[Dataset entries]
[Start of Attachment]

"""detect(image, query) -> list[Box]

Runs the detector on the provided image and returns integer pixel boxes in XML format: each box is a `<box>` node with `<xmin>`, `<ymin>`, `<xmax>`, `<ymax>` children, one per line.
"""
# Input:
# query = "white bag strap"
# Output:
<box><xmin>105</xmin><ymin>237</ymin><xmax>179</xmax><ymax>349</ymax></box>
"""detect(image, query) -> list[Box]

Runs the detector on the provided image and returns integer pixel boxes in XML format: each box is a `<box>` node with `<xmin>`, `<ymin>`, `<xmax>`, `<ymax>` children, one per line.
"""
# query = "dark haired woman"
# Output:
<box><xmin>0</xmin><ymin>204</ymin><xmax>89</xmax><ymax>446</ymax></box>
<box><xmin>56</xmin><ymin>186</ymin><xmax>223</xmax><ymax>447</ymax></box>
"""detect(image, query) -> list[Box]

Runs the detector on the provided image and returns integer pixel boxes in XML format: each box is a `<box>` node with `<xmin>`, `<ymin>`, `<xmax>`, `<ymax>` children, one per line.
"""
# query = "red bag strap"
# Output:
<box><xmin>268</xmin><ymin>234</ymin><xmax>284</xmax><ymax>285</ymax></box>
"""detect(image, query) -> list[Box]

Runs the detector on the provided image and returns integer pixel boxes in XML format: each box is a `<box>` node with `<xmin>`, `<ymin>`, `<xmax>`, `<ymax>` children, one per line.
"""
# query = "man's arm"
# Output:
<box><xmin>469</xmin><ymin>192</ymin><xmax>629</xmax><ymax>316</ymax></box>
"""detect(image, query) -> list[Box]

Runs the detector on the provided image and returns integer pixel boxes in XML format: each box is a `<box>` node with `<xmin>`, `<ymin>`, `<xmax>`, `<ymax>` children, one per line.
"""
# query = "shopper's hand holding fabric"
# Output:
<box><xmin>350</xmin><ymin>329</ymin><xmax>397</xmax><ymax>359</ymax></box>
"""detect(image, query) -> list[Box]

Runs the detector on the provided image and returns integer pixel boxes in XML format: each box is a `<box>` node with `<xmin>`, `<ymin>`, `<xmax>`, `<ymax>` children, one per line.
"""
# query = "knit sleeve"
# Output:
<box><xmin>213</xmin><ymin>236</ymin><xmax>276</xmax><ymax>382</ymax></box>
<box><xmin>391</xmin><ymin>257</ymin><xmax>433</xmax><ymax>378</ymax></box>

[End of Attachment]

◆ **REQUIRED WORK**
Print all the entries above. Keep each one exact.

◆ **TASK RESULT**
"""detect(image, query) -> list[Box]

Runs the detector on the provided image and returns integer pixel boxes in XML format: each box is a `<box>` node with `<xmin>`, `<ymin>`, `<xmax>`, `<ymax>` children, one per line.
"""
# Input:
# query = "white bag strap"
# Output:
<box><xmin>105</xmin><ymin>237</ymin><xmax>179</xmax><ymax>349</ymax></box>
"""detect(image, query) -> list[Box]

Runs the detector on the provided image and returns integer pixel boxes in XML format: each box is a `<box>` node with `<xmin>`, `<ymin>`, `<xmax>`, `<ymax>` children, one per line.
"""
# query = "dark haired woman"
# Output:
<box><xmin>0</xmin><ymin>204</ymin><xmax>89</xmax><ymax>446</ymax></box>
<box><xmin>56</xmin><ymin>186</ymin><xmax>223</xmax><ymax>447</ymax></box>
"""detect(image, query) -> list[Box]

Runs the detector on the provided image and returns integer pixel boxes in XML format: each box is a `<box>` node with `<xmin>`, `<ymin>`, `<xmax>`, `<ymax>` children, one per line.
"""
# query = "red bag strap"
# Output:
<box><xmin>268</xmin><ymin>234</ymin><xmax>284</xmax><ymax>285</ymax></box>
"""detect(image, query) -> list[Box]

Runs the detector on the provided image and returns integer pixel boxes in XML format: each box is a `<box>` node with `<xmin>`, `<ymin>`, `<xmax>`, `<ymax>` children, one per line.
"""
# query = "man's arm"
# Output:
<box><xmin>469</xmin><ymin>192</ymin><xmax>629</xmax><ymax>316</ymax></box>
"""detect(image, query) -> list[Box]

Runs the detector on the provided image and returns integer pixel boxes in XML format: each box is a `<box>` node with `<xmin>`, `<ymin>`, `<xmax>`, `<ymax>` children, one per line.
"""
# query = "shopper's hand holding fabric"
# Output:
<box><xmin>350</xmin><ymin>329</ymin><xmax>397</xmax><ymax>359</ymax></box>
"""detect(image, query) -> list[Box]

Runs the detector on the provided image and returns integer pixel boxes in XML format: each box is a `<box>` node with `<xmin>`, `<ymin>`, `<xmax>`, `<ymax>` children, one per line.
"""
# query = "knit sleeve"
# Output:
<box><xmin>213</xmin><ymin>236</ymin><xmax>276</xmax><ymax>382</ymax></box>
<box><xmin>391</xmin><ymin>257</ymin><xmax>433</xmax><ymax>378</ymax></box>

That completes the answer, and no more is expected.